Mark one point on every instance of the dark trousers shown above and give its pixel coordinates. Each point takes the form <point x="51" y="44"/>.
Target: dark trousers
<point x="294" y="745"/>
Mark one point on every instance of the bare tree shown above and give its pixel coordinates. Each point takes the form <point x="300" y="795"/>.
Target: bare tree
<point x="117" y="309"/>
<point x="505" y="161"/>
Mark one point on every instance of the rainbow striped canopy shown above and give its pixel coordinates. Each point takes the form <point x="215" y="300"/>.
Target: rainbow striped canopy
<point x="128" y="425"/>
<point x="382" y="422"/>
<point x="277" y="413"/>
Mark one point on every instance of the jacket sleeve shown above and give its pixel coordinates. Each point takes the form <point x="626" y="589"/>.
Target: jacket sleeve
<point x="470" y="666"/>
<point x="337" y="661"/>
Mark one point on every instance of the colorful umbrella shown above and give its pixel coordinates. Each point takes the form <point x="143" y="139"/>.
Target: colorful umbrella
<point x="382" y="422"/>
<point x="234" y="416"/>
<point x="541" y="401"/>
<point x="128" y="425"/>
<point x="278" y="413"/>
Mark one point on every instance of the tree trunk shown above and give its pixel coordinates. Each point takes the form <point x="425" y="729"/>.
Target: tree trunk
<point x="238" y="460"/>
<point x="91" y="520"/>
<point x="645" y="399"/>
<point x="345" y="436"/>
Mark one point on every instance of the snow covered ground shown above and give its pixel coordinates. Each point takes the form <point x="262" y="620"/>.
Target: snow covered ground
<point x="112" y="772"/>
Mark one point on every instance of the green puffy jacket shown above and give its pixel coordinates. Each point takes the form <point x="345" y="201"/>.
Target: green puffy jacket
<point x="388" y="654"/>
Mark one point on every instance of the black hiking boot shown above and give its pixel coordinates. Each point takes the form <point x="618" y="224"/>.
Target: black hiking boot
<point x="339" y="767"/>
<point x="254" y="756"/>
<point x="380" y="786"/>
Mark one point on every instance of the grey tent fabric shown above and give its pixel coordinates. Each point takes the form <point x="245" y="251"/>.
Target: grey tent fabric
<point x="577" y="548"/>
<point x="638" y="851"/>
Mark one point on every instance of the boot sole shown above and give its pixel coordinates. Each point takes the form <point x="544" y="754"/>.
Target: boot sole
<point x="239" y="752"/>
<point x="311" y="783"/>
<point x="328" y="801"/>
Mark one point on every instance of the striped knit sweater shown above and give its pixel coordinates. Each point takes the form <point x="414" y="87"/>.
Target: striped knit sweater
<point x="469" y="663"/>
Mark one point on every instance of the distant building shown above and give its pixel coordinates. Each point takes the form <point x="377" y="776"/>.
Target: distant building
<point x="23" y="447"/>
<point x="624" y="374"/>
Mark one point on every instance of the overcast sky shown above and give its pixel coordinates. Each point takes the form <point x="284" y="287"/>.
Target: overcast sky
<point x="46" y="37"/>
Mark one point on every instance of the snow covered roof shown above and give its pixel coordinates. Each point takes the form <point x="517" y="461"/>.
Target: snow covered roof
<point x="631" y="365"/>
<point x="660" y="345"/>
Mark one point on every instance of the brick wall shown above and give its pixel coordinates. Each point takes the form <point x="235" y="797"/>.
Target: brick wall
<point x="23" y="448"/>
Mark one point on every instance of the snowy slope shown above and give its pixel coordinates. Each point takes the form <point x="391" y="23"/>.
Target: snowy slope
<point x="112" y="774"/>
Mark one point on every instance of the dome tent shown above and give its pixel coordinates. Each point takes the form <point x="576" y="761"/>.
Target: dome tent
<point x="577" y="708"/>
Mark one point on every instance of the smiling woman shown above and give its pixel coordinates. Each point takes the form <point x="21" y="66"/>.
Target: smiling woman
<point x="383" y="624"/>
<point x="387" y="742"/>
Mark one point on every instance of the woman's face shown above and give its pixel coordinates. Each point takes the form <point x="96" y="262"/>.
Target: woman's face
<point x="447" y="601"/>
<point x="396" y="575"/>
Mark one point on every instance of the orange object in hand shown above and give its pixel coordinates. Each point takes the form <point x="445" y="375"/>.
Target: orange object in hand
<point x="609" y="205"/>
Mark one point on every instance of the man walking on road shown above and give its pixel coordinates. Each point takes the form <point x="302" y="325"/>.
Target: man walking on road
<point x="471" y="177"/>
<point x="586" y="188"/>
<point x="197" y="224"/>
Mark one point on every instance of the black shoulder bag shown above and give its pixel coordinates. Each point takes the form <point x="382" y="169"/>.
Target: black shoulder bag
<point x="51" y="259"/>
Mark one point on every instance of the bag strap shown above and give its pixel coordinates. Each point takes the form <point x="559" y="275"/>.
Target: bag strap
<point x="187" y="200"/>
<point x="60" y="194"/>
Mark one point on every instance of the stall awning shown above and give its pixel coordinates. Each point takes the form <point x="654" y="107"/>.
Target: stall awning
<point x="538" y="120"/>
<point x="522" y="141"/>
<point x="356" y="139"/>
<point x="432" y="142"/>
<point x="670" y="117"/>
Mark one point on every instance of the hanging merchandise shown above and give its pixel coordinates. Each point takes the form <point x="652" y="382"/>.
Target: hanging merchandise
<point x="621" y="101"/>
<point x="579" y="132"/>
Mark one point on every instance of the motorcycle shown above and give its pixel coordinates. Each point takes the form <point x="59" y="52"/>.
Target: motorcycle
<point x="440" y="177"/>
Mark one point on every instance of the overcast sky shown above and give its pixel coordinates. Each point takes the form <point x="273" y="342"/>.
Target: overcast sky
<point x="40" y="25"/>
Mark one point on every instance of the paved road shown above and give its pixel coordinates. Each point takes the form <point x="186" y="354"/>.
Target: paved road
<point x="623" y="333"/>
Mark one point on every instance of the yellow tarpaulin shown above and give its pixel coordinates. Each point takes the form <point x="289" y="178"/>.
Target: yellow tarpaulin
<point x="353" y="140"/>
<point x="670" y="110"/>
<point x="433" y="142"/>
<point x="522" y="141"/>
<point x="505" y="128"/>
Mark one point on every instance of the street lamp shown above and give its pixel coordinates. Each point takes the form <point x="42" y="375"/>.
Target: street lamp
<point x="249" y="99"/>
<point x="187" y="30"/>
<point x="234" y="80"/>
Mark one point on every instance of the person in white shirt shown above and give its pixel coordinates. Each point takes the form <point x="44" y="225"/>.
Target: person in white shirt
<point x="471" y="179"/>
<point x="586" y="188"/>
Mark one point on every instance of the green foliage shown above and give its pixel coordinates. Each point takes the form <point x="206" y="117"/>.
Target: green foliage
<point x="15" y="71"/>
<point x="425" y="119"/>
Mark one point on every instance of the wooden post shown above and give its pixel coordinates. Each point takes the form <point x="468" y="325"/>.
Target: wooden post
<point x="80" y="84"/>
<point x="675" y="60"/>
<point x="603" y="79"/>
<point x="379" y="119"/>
...
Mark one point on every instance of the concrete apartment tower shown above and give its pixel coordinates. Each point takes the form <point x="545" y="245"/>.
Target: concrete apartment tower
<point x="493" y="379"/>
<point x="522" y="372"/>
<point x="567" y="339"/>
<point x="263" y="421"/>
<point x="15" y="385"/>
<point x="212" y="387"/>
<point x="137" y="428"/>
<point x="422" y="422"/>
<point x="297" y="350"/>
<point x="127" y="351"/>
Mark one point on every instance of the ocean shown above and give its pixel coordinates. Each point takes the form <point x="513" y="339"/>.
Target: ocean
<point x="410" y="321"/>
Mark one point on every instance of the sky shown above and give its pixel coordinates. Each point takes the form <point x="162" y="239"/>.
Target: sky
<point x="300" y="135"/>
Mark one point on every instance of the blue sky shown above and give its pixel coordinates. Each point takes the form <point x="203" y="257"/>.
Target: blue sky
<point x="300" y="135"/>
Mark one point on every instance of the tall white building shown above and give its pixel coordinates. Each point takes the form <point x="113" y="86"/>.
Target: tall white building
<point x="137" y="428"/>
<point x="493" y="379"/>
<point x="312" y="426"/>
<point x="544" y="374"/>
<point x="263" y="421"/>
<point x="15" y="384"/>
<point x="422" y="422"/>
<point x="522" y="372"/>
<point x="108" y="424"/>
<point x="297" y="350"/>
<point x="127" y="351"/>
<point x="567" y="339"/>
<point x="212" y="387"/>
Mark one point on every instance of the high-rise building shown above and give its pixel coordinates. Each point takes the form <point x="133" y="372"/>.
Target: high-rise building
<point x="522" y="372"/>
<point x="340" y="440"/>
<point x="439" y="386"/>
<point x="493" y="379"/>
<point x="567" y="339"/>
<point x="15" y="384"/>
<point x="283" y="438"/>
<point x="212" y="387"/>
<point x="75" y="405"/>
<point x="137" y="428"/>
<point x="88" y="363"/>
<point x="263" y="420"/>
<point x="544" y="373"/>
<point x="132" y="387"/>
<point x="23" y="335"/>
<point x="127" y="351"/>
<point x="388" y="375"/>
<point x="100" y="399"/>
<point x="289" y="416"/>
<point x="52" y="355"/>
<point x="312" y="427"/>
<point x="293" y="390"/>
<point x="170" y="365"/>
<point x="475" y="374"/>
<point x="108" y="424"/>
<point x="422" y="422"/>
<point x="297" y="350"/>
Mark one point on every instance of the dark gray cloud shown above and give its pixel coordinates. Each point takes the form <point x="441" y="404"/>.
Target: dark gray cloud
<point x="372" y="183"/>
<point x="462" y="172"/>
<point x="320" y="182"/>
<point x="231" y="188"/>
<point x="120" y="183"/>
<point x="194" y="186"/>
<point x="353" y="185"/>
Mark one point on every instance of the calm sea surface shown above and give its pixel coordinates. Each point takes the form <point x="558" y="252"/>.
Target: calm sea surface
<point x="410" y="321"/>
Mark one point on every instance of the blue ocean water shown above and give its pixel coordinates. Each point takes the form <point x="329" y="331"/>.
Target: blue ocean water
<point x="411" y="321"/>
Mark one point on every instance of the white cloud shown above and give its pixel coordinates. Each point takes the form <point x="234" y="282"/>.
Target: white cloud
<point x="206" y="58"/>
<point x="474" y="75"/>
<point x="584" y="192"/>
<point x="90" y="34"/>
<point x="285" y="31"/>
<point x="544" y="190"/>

Description of the task
Above are the records; repeat exactly the lines from the one holding "Mark one point on every instance of the dark trousers" down to the one holding "Mark one point on every instance of the bare", end lines included.

Response to the task
Mark one point on every instance of the dark trousers shown above and give its pixel coordinates. Each point takes the form <point x="51" y="44"/>.
Target: dark trousers
<point x="294" y="745"/>
Mark one point on every instance of the bare tree shown above and give its pixel coordinates. Each point takes the form <point x="300" y="795"/>.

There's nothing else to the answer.